*STATED PROBLEM*
Lay out each line of the listing below as a Markdown table with the columns Row and Text, numbering the rows and skipping blank lines. Leave the pictures out of your answer.

*LISTING*
————————

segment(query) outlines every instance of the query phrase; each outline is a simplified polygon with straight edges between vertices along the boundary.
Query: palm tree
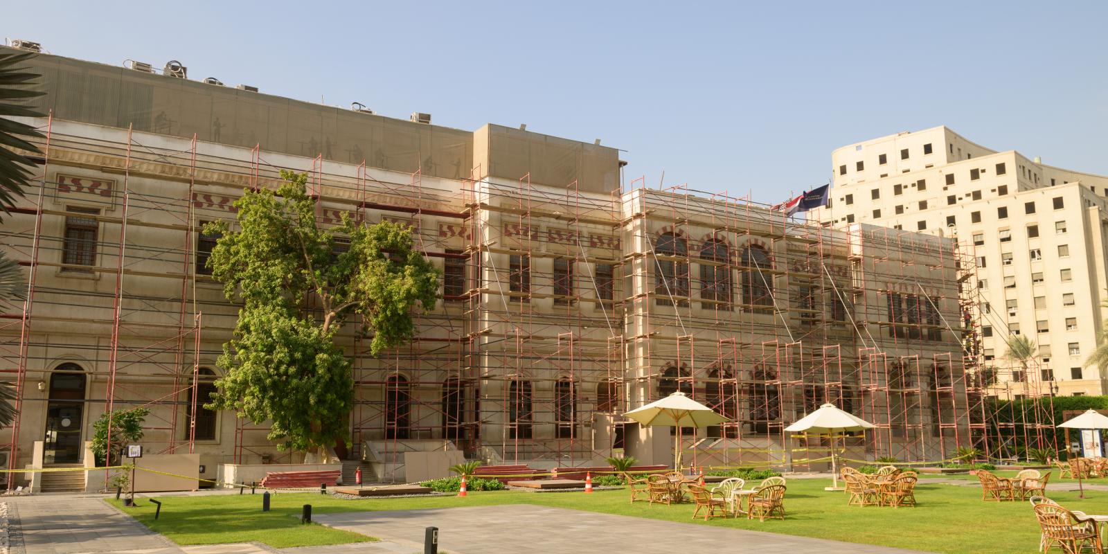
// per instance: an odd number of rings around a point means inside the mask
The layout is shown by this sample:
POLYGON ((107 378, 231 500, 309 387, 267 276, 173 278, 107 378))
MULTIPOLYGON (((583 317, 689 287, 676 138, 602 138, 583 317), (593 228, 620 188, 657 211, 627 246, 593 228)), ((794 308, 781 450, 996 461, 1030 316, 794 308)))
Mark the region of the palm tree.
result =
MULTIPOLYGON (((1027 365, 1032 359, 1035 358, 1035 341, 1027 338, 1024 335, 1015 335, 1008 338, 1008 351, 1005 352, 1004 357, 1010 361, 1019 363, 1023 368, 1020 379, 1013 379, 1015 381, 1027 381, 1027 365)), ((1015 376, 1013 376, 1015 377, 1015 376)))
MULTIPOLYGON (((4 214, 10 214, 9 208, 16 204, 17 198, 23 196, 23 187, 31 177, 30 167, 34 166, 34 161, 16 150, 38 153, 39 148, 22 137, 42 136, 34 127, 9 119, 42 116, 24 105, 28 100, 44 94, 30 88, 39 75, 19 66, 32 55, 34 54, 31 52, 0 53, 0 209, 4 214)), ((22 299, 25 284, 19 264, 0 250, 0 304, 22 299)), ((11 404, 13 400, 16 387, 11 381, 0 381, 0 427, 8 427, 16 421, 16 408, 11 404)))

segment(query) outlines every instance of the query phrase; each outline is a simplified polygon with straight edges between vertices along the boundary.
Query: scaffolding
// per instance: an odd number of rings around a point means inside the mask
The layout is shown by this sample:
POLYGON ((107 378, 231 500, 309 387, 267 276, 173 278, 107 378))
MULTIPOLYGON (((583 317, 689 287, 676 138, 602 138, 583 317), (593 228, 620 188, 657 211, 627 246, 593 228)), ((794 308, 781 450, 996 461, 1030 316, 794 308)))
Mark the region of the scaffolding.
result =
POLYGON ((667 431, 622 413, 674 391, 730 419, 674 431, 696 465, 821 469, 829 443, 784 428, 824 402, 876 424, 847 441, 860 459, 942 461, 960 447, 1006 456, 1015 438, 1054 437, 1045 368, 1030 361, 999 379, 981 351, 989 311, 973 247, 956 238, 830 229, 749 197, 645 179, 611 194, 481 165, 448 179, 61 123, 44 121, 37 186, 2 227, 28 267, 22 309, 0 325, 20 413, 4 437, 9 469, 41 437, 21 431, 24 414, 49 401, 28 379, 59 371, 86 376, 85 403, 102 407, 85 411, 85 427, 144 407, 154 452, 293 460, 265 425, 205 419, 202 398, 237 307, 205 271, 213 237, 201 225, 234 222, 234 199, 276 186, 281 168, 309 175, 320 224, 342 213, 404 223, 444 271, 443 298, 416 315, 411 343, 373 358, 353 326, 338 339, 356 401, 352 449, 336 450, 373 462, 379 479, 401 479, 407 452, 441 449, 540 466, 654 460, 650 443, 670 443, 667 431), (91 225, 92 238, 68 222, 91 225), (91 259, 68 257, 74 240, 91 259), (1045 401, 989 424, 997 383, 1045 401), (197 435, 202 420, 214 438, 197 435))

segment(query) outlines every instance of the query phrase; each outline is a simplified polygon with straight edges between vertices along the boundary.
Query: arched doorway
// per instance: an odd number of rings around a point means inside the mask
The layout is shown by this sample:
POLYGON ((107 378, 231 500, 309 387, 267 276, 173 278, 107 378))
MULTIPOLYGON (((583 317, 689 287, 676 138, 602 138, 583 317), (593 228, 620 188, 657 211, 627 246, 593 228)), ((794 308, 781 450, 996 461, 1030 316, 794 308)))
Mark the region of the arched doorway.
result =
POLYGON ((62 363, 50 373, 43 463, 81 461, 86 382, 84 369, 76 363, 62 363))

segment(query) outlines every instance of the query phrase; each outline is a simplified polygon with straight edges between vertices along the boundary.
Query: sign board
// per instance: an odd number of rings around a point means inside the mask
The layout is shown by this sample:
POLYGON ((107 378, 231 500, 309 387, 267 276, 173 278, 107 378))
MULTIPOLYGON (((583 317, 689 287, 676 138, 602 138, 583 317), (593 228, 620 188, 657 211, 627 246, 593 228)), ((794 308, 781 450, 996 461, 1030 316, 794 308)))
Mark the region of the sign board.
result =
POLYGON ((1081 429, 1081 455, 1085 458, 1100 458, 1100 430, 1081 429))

————————

*EXPECTED OUTPUT*
| Row | Text |
|---|---|
| 1 | segment(query) outlines every instance of the query phrase; each outline is a simplified polygon with straight edges between vertices along the boundary. |
| 2 | Query: palm tree |
| 3 | // per instance: an odd number of rings around a point means inside the mask |
| 4 | The layout is shown by this sample: |
| 5 | POLYGON ((107 378, 231 500, 309 387, 267 276, 173 278, 107 378)) |
| 6 | MULTIPOLYGON (((583 317, 689 287, 676 138, 602 138, 583 317), (593 228, 620 188, 657 211, 627 246, 593 228)), ((794 308, 781 450, 996 461, 1030 316, 794 308))) |
| 7 | Mark the region of the palm tree. |
| 8 | result = |
| 9 | MULTIPOLYGON (((1027 365, 1032 359, 1035 358, 1035 341, 1027 338, 1024 335, 1015 335, 1008 338, 1008 351, 1005 352, 1004 357, 1010 361, 1019 363, 1023 368, 1020 379, 1013 379, 1015 381, 1027 381, 1027 365)), ((1015 376, 1013 376, 1015 377, 1015 376))) |
| 10 | MULTIPOLYGON (((4 214, 10 214, 9 208, 16 204, 17 198, 23 196, 23 187, 31 177, 30 167, 34 166, 34 161, 16 150, 38 153, 39 148, 22 137, 42 136, 34 127, 9 119, 42 116, 24 105, 28 100, 44 94, 30 88, 39 75, 19 66, 32 55, 34 54, 31 52, 0 53, 0 209, 4 214)), ((22 299, 25 284, 19 264, 0 250, 0 304, 22 299)), ((11 404, 13 400, 16 387, 11 381, 0 381, 0 427, 8 427, 16 421, 16 408, 11 404))) |
| 11 | segment(query) outlines every instance of the query phrase; each outline is a simplified polygon with straight edges between vertices along the boundary. |
| 12 | Query: scaffolding |
| 13 | // per instance: an odd number of rings around a point means inside the mask |
| 14 | The layout is shown by this sample: |
| 15 | POLYGON ((107 378, 231 500, 309 387, 267 276, 173 278, 107 378)) |
| 16 | MULTIPOLYGON (((583 317, 689 287, 676 138, 602 138, 583 317), (593 228, 620 188, 657 211, 627 246, 593 228)), ((794 308, 781 450, 996 461, 1030 316, 794 308))) |
| 17 | Mark the region of the scaffolding. |
| 18 | result = |
| 19 | POLYGON ((667 431, 622 413, 674 391, 730 419, 674 431, 696 465, 821 469, 829 443, 784 428, 824 402, 876 424, 847 441, 860 459, 942 461, 960 447, 1006 456, 1015 438, 1054 437, 1045 368, 1030 361, 999 379, 981 351, 989 311, 973 247, 956 238, 830 229, 749 197, 645 179, 611 194, 481 165, 448 179, 61 123, 44 121, 37 186, 2 227, 28 267, 22 309, 0 325, 20 413, 4 437, 9 469, 41 437, 21 431, 24 414, 49 401, 28 379, 59 371, 86 376, 85 403, 102 407, 85 411, 85 427, 144 407, 154 452, 293 460, 265 425, 205 419, 202 398, 237 307, 205 271, 213 237, 201 225, 234 222, 234 199, 276 186, 281 168, 309 175, 320 224, 342 213, 404 223, 444 271, 443 298, 416 315, 411 343, 373 358, 353 326, 338 339, 356 401, 352 449, 336 450, 373 462, 379 479, 401 479, 407 452, 441 449, 540 466, 654 460, 650 443, 670 443, 667 431), (91 225, 92 238, 68 222, 91 225), (91 259, 68 257, 74 240, 91 259), (1045 401, 989 424, 997 383, 1045 401), (197 435, 202 420, 214 438, 197 435)) |
| 20 | segment(query) outlines every instance of the query phrase; each outline is a simplified polygon with straight edges between vertices along the boundary. |
| 21 | Query: arched doorway |
| 22 | // per instance: an odd number of rings around a point means inside the mask |
| 23 | The layout is shown by this sample: |
| 24 | POLYGON ((107 378, 231 500, 309 387, 267 276, 173 278, 107 378)) |
| 25 | MULTIPOLYGON (((583 317, 689 287, 676 138, 602 138, 583 317), (593 228, 620 188, 657 211, 627 246, 593 228)), ((794 308, 781 450, 996 461, 1030 316, 794 308))) |
| 26 | Mark the region of the arched doorway. |
| 27 | result = |
| 28 | POLYGON ((62 363, 50 373, 43 463, 81 461, 86 382, 84 369, 76 363, 62 363)) |
| 29 | segment(query) outlines every instance of the query phrase; each outline is a simplified polygon with straight edges between vertices along the boundary. |
| 30 | Query: sign board |
| 31 | // per instance: an odd number of rings around a point means inside the mask |
| 32 | The layout is shown by this sample: |
| 33 | POLYGON ((107 378, 231 500, 309 387, 267 276, 173 278, 107 378)) |
| 34 | MULTIPOLYGON (((583 317, 689 287, 676 138, 602 138, 583 317), (593 228, 620 188, 657 211, 627 246, 593 228)), ((794 308, 781 450, 996 461, 1030 316, 794 308))) |
| 35 | Mark the region of the sign board. |
| 36 | result = |
| 37 | POLYGON ((1081 429, 1081 455, 1085 458, 1100 458, 1100 430, 1081 429)) |